## WHAT TO DO
Extract every line of the records below that contains the word "white", and copy each such line in full.

## RECORDS PROVIDED
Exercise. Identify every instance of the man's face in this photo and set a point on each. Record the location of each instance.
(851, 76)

---

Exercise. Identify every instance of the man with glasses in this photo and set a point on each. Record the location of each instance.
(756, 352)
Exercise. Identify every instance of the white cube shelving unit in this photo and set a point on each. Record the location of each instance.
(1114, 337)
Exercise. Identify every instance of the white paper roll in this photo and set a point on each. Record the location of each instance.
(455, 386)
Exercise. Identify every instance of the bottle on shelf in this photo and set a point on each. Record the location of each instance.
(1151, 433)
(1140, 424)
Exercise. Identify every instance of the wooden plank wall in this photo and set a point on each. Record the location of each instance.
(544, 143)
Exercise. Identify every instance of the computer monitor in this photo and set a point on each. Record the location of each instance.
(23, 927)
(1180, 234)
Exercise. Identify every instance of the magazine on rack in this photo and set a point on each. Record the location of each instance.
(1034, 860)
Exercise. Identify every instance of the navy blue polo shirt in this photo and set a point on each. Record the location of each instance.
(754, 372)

---

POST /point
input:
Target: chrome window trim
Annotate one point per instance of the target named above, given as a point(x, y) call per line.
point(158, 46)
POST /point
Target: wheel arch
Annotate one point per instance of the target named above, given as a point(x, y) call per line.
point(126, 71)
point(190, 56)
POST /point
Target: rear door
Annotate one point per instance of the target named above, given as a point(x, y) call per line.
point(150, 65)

## THE REPLY
Exercise. Identify every instance of the white cube shelving unit in this photo and set a point on each. Record the location of each instance.
Exercise. Identify every instance of the white paper roll in this photo and set a point on each. Record the location of each instance.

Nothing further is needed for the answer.